* FRAGMENTO DEL TEXTO *
◇ ◇ ◇ ◇
Tiene que ser alguien que encuentre sin buscar, alguien que por esa dichosa teoría de la atracción favorezca el desarrollo de hechos prodigiosos a su alrededor, por ejemplo hechos como encontrar en una banco olvidado y luchando contra el viento aquel libro que pensaba comprarse durante toda la semana, o quizás otros más impactantes como recuperar intacta y completa la maleta de viaje que quedó desamparada en un vagón de tren del que inesperadamente se cerraron las puertas mientras bajaba, o encontrar inesperados guiños en lugares insospechados a tus pasiones personales en cada nueva ciudad que te encuentras visitando por poco tiempo, en definitiva tiene que ser alguien en sintonía con el mundo, alguien tocado por la varita de ese mago, obviamente inexistente, pero que sin embargo parece regir el destino del universo y al cual no podemos menospreciar.

Tiene que ser alguien que no tenga vergüenza a llorar y a conmocionarse por la contemplación de la más pura belleza, ante una puesta de sol en el Averno, una obra de arte incompleta o un beso irrepetible, alguien que con ayuda de solo un par de cervezas padezca un síndrome de Stendhal. O mejor aún, que padezca la patología del multiorgasmo stendhaliano, esto es, facilidad incontrolada y exultante para padecer conmociones ante cada uno de los elementos antes mencionados, entre otros…

Tiene que ser alguien que cuestione todo, desde el porqué de que la mesa se llame mesa al dogma más trascendental, alguien que actúe siempre guiado por un porqué, lo que no quite que en ciertos momentos meta ese racionalismo minucioso bajo llave para dejar paso al instinto más animal. Alguien que tenga respuestas para casi todas sus elecciones y pasiones vitales, porque no creo que una facilidad insultante para empatizar con el mundo y favorecer hechos prodigiosos prácticamente injustificables a nuestro alrededor, sean una excusa para dejarse llevar por la pasividad y desembarazarse de cualquier tipo de responsabilidad amparándose en el absurdo, ni tampoco para autocomplacerse y regodearse en una vacío moral ausente de principios y valores. Seguramente sea mucho pedir, de hecho algunas veces he visto como tras tocarla con la punta de los dedos siempre ha acabado desintegrándose como una idealizada ilusión de arena… pero también sé que como más se disfruta el cielo no es desde un balcón en horizontal sino desde el suelo, tendido, con los ojos apuntando bien alto.
◇ ◇ ◇ ◇
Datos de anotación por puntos

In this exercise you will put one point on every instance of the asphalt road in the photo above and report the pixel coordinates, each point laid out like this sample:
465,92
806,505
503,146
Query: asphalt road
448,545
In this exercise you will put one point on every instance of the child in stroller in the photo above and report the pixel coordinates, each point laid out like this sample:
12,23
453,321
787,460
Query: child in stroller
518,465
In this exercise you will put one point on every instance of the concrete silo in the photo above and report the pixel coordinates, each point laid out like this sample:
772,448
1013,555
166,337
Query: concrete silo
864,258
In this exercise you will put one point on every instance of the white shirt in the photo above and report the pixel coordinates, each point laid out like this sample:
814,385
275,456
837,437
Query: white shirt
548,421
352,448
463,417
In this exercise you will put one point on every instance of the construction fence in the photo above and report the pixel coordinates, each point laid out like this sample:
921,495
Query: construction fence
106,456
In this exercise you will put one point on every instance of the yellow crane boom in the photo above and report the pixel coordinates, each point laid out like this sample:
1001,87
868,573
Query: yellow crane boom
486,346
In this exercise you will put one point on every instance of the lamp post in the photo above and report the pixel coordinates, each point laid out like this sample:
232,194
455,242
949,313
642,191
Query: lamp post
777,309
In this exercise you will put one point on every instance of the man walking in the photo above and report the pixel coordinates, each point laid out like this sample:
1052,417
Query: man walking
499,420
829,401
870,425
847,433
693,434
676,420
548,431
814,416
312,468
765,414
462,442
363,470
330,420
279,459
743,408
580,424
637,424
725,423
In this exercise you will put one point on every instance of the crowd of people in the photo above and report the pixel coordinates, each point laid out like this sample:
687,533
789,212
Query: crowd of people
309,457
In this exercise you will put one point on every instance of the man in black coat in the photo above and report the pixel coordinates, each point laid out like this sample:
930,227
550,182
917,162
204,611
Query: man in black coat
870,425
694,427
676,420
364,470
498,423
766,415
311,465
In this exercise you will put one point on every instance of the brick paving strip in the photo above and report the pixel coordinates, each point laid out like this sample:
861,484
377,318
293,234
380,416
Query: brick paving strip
◇ ◇ ◇ ◇
* LAS TAREAS *
(a) Según el fragmento, ¿con ayuda de qué tendría que padecer esa persona un síndrome de Stendhal?
(b) Transcriba del fragmento el tramo que va desde "Tiene que ser alguien que encuentre" hasta "no podemos menospreciar.".
(c) Resuma el fragmento en dos oraciones.

* SOLUCIONES POR TAREA *
(a) Con ayuda de solo un par de cervezas.

(b)
Tiene que ser alguien que encuentre sin buscar, alguien que por esa dichosa teoría de la atracción favorezca el desarrollo de hechos prodigiosos a su alrededor, por ejemplo hechos como encontrar en una banco olvidado y luchando contra el viento aquel libro que pensaba comprarse durante toda la semana, o quizás otros más impactantes como recuperar intacta y completa la maleta de viaje que quedó desamparada en un vagón de tren del que inesperadamente se cerraron las puertas mientras bajaba, o encontrar inesperados guiños en lugares insospechados a tus pasiones personales en cada nueva ciudad que te encuentras visitando por poco tiempo, en definitiva tiene que ser alguien en sintonía con el mundo, alguien tocado por la varita de ese mago, obviamente inexistente, pero que sin embargo parece regir el destino del universo y al cual no podemos menospreciar.

(c) El fragmento describe cómo tiene que ser alguien: una persona que encuentre sin buscar, en sintonía con el mundo, y que no tenga vergüenza de llorar y conmocionarse ante la más pura belleza. También tiene que cuestionarlo todo y actuar guiada por un porqué, aunque en ciertos momentos deje paso al instinto, algo que seguramente sea mucho pedir.